DIRECTION:
Reproduce all of the material below with every "innermost point" replaced by "central point" and everything else unchanged. Leave the pictures out of your output.

___ EXTRACTED INFORMATION

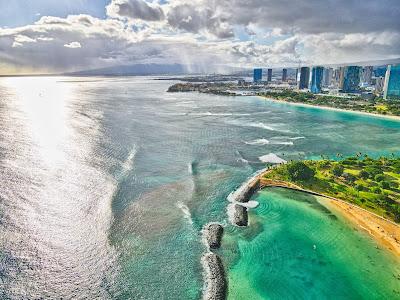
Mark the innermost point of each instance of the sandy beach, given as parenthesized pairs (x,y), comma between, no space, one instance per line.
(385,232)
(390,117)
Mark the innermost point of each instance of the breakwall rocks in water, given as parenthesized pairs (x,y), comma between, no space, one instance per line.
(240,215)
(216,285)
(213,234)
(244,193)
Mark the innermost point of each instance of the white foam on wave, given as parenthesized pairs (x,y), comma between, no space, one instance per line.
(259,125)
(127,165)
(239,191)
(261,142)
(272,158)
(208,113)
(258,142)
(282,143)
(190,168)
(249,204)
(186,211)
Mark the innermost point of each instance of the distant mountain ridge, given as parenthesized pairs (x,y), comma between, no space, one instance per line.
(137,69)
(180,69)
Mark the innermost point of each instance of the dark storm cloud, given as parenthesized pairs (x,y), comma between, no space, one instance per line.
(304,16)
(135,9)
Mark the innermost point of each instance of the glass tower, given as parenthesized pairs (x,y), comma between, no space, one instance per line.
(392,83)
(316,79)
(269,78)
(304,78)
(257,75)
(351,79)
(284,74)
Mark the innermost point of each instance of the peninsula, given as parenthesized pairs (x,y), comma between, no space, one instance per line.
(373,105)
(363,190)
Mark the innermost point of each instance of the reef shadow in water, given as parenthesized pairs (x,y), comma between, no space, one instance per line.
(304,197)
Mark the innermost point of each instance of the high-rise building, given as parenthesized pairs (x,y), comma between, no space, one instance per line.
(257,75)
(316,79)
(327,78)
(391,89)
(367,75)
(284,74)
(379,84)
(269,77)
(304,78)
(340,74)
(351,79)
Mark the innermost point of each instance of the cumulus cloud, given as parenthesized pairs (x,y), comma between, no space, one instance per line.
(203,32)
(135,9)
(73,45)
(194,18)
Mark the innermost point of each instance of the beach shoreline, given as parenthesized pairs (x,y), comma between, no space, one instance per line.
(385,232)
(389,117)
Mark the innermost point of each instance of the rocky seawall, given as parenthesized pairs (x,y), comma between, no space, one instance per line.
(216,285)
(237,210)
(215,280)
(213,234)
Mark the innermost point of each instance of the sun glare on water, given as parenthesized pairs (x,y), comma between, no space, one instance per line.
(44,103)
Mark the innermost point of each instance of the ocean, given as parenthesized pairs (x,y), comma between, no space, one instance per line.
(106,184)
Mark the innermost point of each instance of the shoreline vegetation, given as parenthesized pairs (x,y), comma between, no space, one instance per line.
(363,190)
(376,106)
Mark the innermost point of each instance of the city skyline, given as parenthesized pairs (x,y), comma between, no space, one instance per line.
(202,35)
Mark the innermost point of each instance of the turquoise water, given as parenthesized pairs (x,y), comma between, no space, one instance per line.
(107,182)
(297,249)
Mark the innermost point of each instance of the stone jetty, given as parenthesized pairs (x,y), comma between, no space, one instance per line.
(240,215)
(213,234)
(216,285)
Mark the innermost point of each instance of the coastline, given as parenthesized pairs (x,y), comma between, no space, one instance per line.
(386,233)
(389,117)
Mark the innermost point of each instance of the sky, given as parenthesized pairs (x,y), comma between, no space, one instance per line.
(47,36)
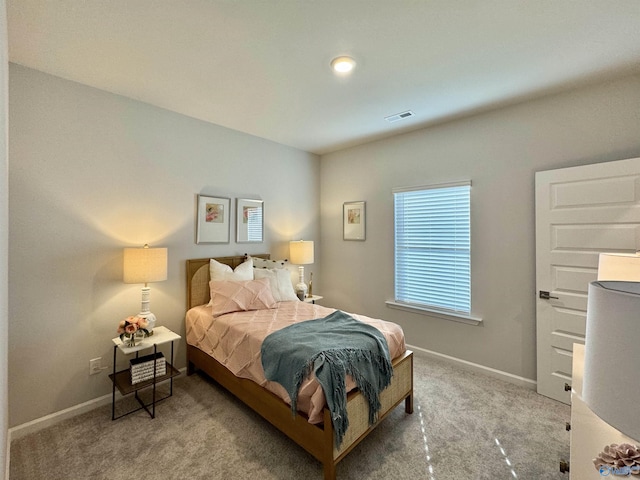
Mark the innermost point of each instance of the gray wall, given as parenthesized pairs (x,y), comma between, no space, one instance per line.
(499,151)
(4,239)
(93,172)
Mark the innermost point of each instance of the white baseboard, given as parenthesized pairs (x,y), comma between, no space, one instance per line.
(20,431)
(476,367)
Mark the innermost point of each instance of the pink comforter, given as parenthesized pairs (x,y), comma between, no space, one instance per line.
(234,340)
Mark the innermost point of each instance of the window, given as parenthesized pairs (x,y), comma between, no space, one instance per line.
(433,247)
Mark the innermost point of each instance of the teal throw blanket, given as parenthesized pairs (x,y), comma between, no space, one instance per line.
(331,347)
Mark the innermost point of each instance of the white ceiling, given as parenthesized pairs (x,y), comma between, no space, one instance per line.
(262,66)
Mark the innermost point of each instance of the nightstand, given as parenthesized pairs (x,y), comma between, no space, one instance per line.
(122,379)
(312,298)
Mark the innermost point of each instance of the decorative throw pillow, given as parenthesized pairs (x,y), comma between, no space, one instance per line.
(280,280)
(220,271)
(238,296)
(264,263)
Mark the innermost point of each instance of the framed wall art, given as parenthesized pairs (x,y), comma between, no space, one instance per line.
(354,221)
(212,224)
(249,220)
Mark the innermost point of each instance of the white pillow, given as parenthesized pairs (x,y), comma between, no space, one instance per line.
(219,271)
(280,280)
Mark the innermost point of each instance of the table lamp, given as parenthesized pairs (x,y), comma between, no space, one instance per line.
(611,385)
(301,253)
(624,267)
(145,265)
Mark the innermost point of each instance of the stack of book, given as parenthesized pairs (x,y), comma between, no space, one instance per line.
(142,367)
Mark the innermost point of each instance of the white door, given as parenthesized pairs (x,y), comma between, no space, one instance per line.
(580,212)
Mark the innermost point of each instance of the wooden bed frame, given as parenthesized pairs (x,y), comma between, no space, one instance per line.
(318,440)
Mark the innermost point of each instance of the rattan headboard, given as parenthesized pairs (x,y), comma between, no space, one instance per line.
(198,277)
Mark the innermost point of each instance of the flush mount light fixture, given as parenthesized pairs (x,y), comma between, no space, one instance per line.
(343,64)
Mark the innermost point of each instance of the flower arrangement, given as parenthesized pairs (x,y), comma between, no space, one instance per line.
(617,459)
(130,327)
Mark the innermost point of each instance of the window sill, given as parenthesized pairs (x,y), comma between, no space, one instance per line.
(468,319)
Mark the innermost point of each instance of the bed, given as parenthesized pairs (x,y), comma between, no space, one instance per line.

______

RESULT OF THIS TASK:
Mark the central point of each instance of the sandy beach, given as parenthesized pairs (x,y), comma between, no space, one instance per line.
(385,232)
(390,117)
Mark the central point of each instance of the breakwall rocks in water, given as parenthesized pairs (x,y), comma between, no space, one instance per line.
(240,215)
(216,285)
(213,234)
(244,193)
Mark the central point of each instance of the white foam on wave, given as parenthesized pairs (x,y), comma between, no space, one instance per line.
(259,125)
(127,165)
(239,191)
(261,142)
(272,158)
(208,113)
(258,142)
(282,143)
(190,168)
(249,204)
(186,211)
Mark the central point of each instance of the distant mountain ridge, given as parenthesized pairs (x,y), comma between, no space, one instance per line.
(137,69)
(180,69)
Mark the central point of each instance of the dark storm cloud, given as parenthesized pairs (x,y), comma between, no space, one instance per line.
(304,16)
(135,9)
Mark the central point of each instance of the glass tower, given as parenthesized pairs (x,y), comma between, no space, one instance per line.
(392,83)
(316,79)
(269,78)
(304,78)
(257,75)
(351,79)
(284,74)
Mark the central point of each instance of the peninsula, given as parenthesized pairs (x,y), comma between, no space, one instance per line.
(373,105)
(363,190)
Mark the central point of each instance of the reef shadow in water, given as parenthesized pairs (x,y), comma between, no space, one instance per line.
(304,197)
Mark the central point of each instance of the high-rise building, given as parenthesized pairs (x,y), comma between, no space, one instance per line.
(257,75)
(316,79)
(327,78)
(391,89)
(367,75)
(284,74)
(379,84)
(269,77)
(304,78)
(340,74)
(351,79)
Mark the central point of each instance of the cumulus cloud, given as parenthesized pairs (x,y), comma between, no space, one instance per line.
(203,32)
(135,9)
(73,45)
(194,18)
Mark the central point of each instance of the beach shoreline, given as parenthesized pairs (x,y), comma between, no space, one instance per line.
(385,232)
(389,117)
Mark the central point of each instance of the rocky seawall, given as parenthesized pairs (x,y), comma between, no space, one instance per line.
(216,285)
(237,210)
(215,280)
(213,234)
Mark the central point of each instance of the sun glare on water, given as parenthesized pairs (x,y), comma between, no space, one instance per line.
(44,103)
Mark the central point of each instance of the ocean, given as parenthesized pairs (x,y), comma between, no space, one instance per line.
(106,184)
Mark the central point of each instance of the shoreline vegetation, given as parenthesized pairs (x,y), comma between, no space, one instance per line.
(363,190)
(376,106)
Mark the central point of each instance of the city skyline, given as parenthesized pairs (x,y), comma between, no space, one instance per line.
(202,35)
Mark the central point of each instance of the turquoise water, given as parenthesized pairs (x,y), comma between, no space, one instance per line.
(107,182)
(297,249)
Mark the central point of each instance of the stone jetty, given as parenthesized pairs (x,y), comma between, no space, one instance per line.
(240,215)
(213,234)
(216,285)
Mark the central point of each instance of the coastline, given as parenthesized pairs (x,y), comma between, no space, one instance per line.
(386,233)
(389,117)
Mark the central point of each instance of the sky, given as parenthesized pairs (x,y), comma between, no space, one instance per line.
(47,36)
Mark the central point of each instance of the gray wall, given as parenthesized pairs (x,y), comma between, no space, one instance per line.
(499,151)
(4,239)
(93,172)
Mark the central point of each instance of the white baseboard, given as parenthesized pairs (x,y), comma between, no space, one instance per line.
(20,431)
(476,367)
Mark the central point of each instance of the pink comforter, given as parenthesized pairs (x,y), comma between, no space, one instance per line.
(234,340)
Mark the central point of each instance of the window, given as parenthesized pairs (x,y), comma between, no space, one instance per line.
(433,247)
Mark the central point of each instance of the teal throw blanket, given as parenthesized pairs (x,y), comma between, no space, one instance per line.
(331,347)
Mark the central point of each instance of the white ceiling, given as parenthesized pairs (x,y), comma between, no space, one instance per line.
(262,66)
Mark the central point of each instance of the nightstand, given as parenthesized pairs (x,y), comma between, no space, one instance per line.
(122,379)
(312,298)
Mark the central point of each instance of the decorative throw pillow, given as parenthesized pairs (x,y), comma between, no space, one instance per line.
(280,280)
(220,271)
(238,296)
(264,263)
Mark the central point of each instance of the framed wall art, given as parenthesized pairs (x,y), comma between, no space, one instance per line.
(354,221)
(212,224)
(249,220)
Mark the central point of each instance of the white pillow, given as parenthesized pairs (x,y), comma between, no space, one instance per line.
(219,271)
(280,280)
Mark the central point of each instance of the table lamp, given as parenthesized pairs (x,y), comma between, no space, one instance per line.
(611,385)
(301,253)
(624,267)
(145,265)
Mark the central point of each instance of the stack of book, given as parenthesized pairs (x,y), comma between, no space, one instance per line.
(142,367)
Mark the central point of each instance of the white door, given as parenthesized pairs (x,y), comma between, no space, one instance per line.
(580,212)
Mark the central point of each instance of the wooden bed frame, given as parenthesized pairs (x,y), comma between, no space, one instance per line.
(318,440)
Mark the central point of each instance of the rattan headboard, given as parenthesized pairs (x,y), comma between, no space, one instance per line.
(198,277)
Mark the central point of each instance of the flush mount light fixture, given as parenthesized pairs (x,y), comma between, no space, one instance per line.
(343,64)
Mark the central point of each instance of the flower arrangement, given as parenthesized pairs (x,y), comma between, no space, one instance per line.
(617,459)
(130,327)
Mark the central point of each instance of the window sill, given as parenthesized pairs (x,y), comma between, no space, one instance per line.
(468,319)
Mark the central point of each instance of the bed, given as parenthesized pairs (x,y), comma between, no space, one instance per line.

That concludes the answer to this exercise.